> [Texte fourni]
—————
Les lésions peuvent parfois être limitées à un ou deux étages adjacents, au niveau des segments les plus mobiles du rachis cervical inférieur (C5/C6 et C6/C7), mais sont parfois étendues à la totalité du rachis cervical inférieur (C3 à C7).
Les lésions dégénératives peuvent aussi être à l’origine de troubles de la statique vertébrale (perte de la lordose physiologique, parfois cyphose ou plus rarement scoliose dégénérative), initiés par la perte de hauteur discale, d’instabilités chroniques, voire de spondylolisthésis dégénératifs par modification de l’orientation des surfaces articulaires. Lors des mouvements de flexion extension, les ligaments qui ont perdu leur élasticité, peuvent venir saillir dans la lumière du canal rachidien et participer à la souffrance médullaire (79).
—————
> [Consigne]
Recopiez à l'identique le passage du texte sur les lésions dégénératives du rachis cervical, en commençant à « Les lésions dégénératives » et en terminant à « souffrance médullaire (79). ».

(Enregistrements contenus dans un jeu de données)
—————
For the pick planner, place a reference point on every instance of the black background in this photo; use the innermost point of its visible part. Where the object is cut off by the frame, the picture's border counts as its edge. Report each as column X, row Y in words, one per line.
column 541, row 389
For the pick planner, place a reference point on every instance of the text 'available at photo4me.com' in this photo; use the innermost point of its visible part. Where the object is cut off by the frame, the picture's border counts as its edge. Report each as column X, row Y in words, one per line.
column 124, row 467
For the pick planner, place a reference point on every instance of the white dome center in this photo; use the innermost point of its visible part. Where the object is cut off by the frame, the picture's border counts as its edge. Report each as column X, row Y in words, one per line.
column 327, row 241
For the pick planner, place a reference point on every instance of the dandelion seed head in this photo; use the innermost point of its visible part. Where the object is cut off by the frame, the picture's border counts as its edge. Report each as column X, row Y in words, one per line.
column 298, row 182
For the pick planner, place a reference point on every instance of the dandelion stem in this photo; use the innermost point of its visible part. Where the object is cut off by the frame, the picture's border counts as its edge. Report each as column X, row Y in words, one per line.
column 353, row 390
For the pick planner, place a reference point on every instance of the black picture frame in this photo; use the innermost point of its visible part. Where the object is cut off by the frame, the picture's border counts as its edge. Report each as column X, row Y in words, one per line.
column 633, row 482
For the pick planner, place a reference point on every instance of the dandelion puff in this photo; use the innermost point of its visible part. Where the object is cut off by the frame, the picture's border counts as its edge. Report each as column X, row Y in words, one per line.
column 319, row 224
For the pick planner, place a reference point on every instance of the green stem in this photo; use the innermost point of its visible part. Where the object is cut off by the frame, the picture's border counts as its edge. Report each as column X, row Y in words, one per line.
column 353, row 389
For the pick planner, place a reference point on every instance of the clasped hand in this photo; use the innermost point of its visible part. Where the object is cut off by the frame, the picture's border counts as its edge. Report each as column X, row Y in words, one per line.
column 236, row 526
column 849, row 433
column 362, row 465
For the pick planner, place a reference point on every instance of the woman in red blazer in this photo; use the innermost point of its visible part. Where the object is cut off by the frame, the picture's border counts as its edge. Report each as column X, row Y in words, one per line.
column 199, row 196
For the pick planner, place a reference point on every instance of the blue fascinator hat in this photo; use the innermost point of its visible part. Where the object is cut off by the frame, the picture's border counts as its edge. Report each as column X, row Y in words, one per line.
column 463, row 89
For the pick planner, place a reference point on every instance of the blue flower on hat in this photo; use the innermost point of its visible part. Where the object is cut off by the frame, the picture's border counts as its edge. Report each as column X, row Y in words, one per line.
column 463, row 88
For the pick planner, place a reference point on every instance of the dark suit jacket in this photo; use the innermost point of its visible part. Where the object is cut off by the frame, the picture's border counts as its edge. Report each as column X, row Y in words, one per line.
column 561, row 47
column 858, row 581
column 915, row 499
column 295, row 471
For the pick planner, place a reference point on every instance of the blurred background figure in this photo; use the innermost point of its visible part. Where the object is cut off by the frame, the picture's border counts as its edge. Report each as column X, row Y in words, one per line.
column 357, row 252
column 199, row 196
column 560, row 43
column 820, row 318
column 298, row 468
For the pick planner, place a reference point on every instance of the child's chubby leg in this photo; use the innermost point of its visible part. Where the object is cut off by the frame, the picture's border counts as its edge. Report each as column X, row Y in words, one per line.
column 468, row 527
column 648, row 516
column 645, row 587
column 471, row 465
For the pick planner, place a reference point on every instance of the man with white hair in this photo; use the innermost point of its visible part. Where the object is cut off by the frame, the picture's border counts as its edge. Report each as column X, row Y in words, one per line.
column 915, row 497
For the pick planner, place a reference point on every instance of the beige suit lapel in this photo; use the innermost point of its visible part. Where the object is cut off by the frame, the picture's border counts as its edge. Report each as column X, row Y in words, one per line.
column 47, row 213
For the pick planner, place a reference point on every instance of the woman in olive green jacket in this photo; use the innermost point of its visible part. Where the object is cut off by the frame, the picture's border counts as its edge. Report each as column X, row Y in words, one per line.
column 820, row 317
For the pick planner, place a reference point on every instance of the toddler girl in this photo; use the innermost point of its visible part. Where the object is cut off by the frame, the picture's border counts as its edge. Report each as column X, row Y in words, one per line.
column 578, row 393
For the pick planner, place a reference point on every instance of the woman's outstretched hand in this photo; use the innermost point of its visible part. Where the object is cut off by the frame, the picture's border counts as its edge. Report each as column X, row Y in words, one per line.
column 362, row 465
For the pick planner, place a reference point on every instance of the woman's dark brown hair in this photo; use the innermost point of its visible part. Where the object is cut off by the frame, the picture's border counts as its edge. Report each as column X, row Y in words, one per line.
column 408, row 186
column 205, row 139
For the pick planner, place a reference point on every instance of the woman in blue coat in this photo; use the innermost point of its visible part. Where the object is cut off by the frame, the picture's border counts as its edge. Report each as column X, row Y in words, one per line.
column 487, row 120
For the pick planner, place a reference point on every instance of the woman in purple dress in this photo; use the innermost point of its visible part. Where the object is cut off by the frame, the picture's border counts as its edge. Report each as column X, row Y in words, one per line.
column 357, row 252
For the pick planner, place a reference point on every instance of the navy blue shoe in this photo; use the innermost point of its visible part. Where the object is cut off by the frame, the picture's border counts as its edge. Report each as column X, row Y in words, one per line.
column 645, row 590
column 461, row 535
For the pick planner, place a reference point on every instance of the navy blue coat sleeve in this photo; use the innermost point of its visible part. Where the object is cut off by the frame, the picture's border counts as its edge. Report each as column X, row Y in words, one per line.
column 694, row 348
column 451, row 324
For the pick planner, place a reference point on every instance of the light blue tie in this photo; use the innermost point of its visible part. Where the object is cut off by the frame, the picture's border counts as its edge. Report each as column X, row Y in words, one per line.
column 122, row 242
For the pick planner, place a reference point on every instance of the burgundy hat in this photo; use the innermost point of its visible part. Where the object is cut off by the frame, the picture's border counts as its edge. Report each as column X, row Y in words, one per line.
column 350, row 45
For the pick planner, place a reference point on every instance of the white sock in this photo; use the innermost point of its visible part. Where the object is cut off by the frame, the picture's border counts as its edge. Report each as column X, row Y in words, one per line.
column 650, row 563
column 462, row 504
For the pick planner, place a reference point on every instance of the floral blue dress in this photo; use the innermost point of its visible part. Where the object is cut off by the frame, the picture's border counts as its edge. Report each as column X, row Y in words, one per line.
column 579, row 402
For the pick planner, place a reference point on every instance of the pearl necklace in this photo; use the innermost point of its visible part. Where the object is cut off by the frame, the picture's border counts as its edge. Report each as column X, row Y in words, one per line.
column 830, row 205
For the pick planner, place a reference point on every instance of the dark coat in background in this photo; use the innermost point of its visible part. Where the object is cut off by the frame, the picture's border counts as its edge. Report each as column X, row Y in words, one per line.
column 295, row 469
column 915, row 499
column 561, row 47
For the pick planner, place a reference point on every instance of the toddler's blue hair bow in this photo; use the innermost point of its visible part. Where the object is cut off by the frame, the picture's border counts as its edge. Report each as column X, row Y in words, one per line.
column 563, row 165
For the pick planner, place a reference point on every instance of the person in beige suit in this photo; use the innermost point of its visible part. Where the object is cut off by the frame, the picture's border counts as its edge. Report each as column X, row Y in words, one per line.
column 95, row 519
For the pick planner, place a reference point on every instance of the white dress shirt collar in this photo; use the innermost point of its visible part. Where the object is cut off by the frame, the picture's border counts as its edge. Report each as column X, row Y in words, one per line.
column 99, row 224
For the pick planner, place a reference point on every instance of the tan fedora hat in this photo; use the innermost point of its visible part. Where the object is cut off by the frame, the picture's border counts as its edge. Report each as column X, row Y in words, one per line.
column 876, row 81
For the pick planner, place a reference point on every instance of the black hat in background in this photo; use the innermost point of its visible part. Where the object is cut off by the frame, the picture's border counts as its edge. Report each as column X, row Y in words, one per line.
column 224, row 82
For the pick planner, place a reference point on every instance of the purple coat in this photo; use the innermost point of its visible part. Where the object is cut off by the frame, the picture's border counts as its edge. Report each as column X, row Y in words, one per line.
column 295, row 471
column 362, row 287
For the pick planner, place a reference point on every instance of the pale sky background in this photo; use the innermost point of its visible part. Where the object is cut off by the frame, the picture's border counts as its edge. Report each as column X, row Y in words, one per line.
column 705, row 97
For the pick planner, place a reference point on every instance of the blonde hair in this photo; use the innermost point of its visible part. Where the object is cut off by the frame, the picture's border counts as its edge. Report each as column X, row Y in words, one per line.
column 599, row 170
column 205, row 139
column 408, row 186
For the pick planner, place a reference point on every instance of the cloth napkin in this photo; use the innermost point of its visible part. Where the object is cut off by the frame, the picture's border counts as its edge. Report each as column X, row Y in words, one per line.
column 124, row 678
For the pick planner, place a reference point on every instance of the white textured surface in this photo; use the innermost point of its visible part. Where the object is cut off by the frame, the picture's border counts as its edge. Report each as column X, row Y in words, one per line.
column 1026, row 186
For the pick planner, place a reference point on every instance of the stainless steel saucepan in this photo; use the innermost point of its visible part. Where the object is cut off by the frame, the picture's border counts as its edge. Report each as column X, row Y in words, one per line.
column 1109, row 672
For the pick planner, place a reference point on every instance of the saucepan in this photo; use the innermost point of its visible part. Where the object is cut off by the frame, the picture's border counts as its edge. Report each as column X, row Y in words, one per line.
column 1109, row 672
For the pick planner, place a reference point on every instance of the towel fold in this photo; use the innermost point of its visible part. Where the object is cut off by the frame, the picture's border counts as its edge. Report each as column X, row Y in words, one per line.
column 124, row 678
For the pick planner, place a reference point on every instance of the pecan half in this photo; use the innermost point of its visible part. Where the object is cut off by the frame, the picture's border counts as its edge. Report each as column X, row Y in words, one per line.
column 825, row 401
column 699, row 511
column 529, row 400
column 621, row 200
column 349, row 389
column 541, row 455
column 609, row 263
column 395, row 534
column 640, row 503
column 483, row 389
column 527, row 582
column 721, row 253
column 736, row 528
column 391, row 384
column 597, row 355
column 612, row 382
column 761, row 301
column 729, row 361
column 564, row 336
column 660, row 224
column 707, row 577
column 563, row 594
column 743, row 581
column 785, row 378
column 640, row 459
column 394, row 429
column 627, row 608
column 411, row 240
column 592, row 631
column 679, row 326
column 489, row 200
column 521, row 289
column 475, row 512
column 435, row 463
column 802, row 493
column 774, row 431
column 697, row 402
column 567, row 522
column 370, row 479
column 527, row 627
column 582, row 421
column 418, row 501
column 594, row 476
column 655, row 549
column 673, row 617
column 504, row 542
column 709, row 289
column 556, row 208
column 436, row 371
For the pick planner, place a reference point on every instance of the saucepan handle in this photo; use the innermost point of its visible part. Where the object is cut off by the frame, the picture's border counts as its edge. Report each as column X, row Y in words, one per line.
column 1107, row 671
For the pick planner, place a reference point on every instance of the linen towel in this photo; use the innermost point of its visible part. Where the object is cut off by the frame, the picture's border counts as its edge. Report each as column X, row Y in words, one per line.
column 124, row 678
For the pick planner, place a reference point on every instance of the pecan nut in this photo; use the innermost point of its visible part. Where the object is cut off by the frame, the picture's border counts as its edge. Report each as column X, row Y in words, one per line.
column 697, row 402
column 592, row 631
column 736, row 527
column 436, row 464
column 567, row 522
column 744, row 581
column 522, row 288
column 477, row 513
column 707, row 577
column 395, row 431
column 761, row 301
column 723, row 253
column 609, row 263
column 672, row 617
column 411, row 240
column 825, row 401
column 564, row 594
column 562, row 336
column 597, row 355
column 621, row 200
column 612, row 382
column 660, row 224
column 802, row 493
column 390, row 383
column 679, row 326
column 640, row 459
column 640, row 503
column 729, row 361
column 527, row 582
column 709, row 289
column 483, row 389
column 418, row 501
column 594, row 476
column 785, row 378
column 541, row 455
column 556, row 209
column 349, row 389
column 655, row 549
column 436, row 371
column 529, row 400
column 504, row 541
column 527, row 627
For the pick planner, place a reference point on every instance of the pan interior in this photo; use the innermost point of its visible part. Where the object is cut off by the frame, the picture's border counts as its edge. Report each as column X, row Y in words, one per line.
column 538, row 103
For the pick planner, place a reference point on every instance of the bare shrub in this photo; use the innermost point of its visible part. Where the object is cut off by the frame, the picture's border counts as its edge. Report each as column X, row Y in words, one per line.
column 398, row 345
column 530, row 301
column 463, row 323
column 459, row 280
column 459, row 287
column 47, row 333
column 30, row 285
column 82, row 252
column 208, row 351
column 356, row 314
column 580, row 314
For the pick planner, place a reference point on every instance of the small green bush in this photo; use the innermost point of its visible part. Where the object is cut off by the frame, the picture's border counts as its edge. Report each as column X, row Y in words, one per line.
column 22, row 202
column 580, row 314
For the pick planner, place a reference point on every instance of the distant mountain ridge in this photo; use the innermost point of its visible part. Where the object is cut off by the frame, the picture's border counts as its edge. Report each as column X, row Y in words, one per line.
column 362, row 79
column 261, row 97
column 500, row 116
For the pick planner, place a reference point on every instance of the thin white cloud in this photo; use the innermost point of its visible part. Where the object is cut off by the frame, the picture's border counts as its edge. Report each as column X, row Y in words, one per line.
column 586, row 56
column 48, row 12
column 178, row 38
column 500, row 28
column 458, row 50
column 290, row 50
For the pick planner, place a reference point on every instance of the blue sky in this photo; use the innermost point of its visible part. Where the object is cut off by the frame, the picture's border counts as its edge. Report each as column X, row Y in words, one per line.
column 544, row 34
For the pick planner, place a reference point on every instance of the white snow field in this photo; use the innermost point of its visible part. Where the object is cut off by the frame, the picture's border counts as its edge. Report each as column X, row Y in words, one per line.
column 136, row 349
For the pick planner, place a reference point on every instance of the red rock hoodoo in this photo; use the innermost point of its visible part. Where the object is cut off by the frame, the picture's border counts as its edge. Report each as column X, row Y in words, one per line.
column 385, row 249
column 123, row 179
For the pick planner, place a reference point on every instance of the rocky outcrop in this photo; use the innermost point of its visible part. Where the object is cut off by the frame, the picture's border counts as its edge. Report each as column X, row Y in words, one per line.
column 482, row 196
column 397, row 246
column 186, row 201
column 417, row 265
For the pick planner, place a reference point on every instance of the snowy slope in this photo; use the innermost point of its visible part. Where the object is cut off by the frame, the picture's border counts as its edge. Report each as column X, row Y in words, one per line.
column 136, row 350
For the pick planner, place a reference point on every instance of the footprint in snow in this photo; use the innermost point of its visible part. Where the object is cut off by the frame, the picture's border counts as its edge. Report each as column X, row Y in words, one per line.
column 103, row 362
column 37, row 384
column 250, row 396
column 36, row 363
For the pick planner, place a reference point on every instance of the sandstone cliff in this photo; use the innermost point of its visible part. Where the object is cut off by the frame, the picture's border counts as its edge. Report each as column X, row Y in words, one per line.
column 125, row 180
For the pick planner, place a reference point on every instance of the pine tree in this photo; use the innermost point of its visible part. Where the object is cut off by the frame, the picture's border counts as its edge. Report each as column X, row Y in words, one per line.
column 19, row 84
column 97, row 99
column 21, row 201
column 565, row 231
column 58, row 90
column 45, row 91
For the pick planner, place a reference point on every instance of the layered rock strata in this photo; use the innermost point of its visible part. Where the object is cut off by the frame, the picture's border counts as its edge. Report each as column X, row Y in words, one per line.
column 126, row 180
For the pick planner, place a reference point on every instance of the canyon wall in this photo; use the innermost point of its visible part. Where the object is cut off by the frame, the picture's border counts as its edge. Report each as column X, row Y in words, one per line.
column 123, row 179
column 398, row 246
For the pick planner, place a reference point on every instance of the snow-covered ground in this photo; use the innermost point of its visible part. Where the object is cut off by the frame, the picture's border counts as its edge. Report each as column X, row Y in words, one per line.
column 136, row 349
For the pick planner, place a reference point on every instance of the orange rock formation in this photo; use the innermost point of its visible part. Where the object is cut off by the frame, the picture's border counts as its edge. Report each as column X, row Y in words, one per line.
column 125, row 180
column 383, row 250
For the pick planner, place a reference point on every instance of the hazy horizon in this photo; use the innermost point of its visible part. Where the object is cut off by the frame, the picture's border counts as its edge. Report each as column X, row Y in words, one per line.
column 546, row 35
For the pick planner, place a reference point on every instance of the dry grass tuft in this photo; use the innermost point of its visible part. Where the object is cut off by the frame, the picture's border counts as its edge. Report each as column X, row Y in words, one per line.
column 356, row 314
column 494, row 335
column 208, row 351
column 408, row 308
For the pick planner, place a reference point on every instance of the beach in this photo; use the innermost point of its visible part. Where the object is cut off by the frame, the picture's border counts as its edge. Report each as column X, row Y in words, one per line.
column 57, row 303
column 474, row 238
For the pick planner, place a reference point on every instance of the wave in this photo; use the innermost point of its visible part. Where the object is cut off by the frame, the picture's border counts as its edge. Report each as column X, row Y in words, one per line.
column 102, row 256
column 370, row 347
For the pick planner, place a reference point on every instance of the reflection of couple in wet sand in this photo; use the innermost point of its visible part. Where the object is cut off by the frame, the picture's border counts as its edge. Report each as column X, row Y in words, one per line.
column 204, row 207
—————
> [Réponse attendue]
Les lésions dégénératives peuvent aussi être à l’origine de troubles de la statique vertébrale (perte de la lordose physiologique, parfois cyphose ou plus rarement scoliose dégénérative), initiés par la perte de hauteur discale, d’instabilités chroniques, voire de spondylolisthésis dégénératifs par modification de l’orientation des surfaces articulaires. Lors des mouvements de flexion extension, les ligaments qui ont perdu leur élasticité, peuvent venir saillir dans la lumière du canal rachidien et participer à la souffrance médullaire (79).